Rédigez la suite du texte sur Snapchat Discover en reprenant juste après sa dernière phrase.

- **Extrait fourni**
"""
Depuis son arrivée sur le marché des applications mobiles, la version portail d’information de Snapchat, appelée Discover, ne fait pas l’unanimité. Le concept de cette application de messagerie éphémère, utilisée pour envoyer des photos, mérite pourtant que les professionnels de l’information et de la communication se penchent sur cette nouvelle manière d’informer.
« Snapchat Discover, c’est quasiment un retour aux sources ! » Selon Christophe Lachnitt, directeur de la communication du groupe DCNS, la nouveauté proposée par l’application de messagerie éphémère fait revivre des caractéristiques propres aux médias traditionnels. Pour rappel, Discover est le portail d’information créé par l’application Snapchat, conçue au départ pour l’échange de photos éphémères entre usagers.
Le changement de Discover se situe du côté des stories, initialement élaborées par les utilisateurs pour reconstruire l’évolution de leur journée. Les stories apparaissent comme un nouveau support de partage de contenus pour une poignée de médias partenaires – américains, puisqu’il n’existe aujourd’hui aucune autre version (douze médias sont présents sur Discover, comme CNN, MTV, Cosmopolitan ou encore National Geographic ou Vice). Comme pour tous les autres utilisateurs, les stories de ces médias sont disponibles vingt-quatre heures.
"""
- **Données fournies**
"""
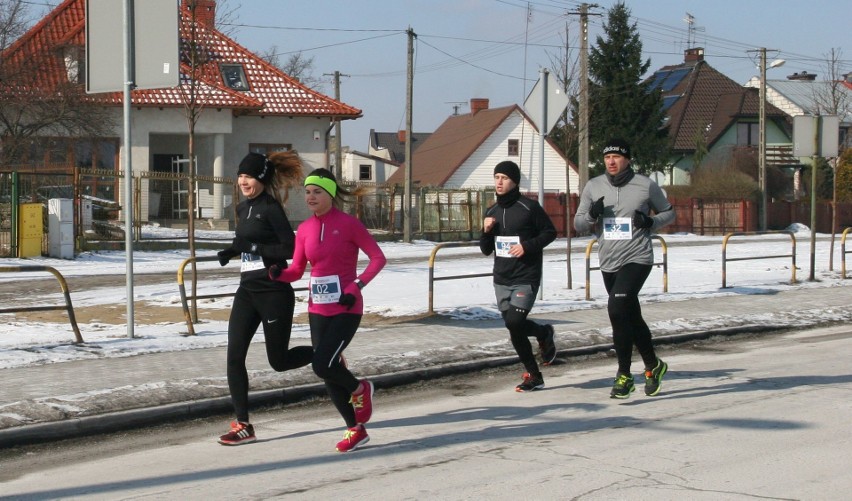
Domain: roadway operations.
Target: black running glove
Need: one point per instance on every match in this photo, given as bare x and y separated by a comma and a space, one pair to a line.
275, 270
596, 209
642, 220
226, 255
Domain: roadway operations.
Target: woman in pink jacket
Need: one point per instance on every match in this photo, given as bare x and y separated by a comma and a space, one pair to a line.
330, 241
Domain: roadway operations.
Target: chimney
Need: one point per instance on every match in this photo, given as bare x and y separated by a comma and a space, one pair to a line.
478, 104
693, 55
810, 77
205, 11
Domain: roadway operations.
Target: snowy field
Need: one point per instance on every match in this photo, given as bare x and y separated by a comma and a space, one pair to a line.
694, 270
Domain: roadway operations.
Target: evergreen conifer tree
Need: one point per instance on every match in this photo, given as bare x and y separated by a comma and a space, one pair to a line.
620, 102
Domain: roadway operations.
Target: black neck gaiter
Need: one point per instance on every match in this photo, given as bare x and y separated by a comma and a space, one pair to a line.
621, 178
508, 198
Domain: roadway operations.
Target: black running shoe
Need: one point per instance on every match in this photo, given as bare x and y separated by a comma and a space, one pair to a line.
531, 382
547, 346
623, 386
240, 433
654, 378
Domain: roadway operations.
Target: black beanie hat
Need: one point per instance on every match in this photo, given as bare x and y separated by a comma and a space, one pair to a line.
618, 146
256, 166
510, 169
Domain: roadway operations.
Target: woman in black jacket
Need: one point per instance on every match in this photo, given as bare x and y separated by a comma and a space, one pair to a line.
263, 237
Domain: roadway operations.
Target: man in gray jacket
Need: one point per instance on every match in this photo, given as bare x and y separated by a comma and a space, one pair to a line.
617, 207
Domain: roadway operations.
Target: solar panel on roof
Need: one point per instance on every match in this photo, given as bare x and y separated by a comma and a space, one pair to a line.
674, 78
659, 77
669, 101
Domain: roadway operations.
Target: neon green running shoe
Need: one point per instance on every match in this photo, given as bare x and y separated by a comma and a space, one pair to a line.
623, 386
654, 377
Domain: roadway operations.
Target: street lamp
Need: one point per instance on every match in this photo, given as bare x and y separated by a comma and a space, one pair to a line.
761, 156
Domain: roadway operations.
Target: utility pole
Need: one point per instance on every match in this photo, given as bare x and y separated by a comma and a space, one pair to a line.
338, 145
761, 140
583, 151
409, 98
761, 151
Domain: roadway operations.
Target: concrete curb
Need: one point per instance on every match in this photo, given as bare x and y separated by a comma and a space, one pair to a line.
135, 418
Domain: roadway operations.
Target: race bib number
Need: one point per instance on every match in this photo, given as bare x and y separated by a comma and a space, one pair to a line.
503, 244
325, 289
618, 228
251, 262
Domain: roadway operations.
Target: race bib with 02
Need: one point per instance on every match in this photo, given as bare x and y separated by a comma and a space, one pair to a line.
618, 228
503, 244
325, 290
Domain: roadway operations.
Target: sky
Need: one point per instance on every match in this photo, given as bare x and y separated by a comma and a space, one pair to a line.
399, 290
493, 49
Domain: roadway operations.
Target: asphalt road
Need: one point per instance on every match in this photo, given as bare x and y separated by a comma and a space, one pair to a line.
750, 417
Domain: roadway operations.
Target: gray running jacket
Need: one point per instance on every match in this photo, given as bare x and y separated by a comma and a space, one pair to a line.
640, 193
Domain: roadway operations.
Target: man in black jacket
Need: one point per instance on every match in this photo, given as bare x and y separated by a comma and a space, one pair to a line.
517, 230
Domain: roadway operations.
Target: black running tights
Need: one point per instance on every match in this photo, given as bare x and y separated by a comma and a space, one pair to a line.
"""
- **Résultat de la tâche**
Discover, le format d’un journal papier
Sur Discover, les médias n’ont pas besoin de faire la promotion de leur production. « Les journalistes conçoivent leur contenu, le hiérarchisent à leur manière et le diffusent sur Discover, rappelle Christophe Lachnitt. Il n’y a pas de démarche sociale de la part des médias pour attirer le public. Ils le séduisent par les contenus qui leur sont présentés dans une démarche journalistique classique. » De ce point de vue, Discover se différencie de Facebook, par exemple, car ce dernier filtre les contenus grâce à un algorithme adapté à chaque utilisateur. Sur Discover, l’utilisateur choisit sa lecture du jour dans le sommaire proposé par le média.

L’application Snapchat Discover présente le contenu des médias partenaires à la manière d’un sommaire de journal. (crédit photo : S.Shojaei)
L’application permet également à ces médias de toucher une audience plus jeune. Car parmi les 82 millions d’utilisateurs actifs de Snapchat, 71% ont moins de 25 ans. « Toutes les productions diffusées sur Discover ne sont pas de qualité, précise Gilles Bruno, rédacteur en chef du blog L’Observatoire des Médias. Mais c’est le même problème partout. Et tout ce qui peut amener les jeunes à s’informer est positif. » Pour Alexia Ducos, doctorante en sciences de l’information et de la communication au Laboratoire d’études et de recherches appliquées en sciences sociales (LERASS) de Toulouse, « L’idée de Discover apparaît comme une stratégie pour répondre à la situation de crise que connaissent les médias aujourd’hui. »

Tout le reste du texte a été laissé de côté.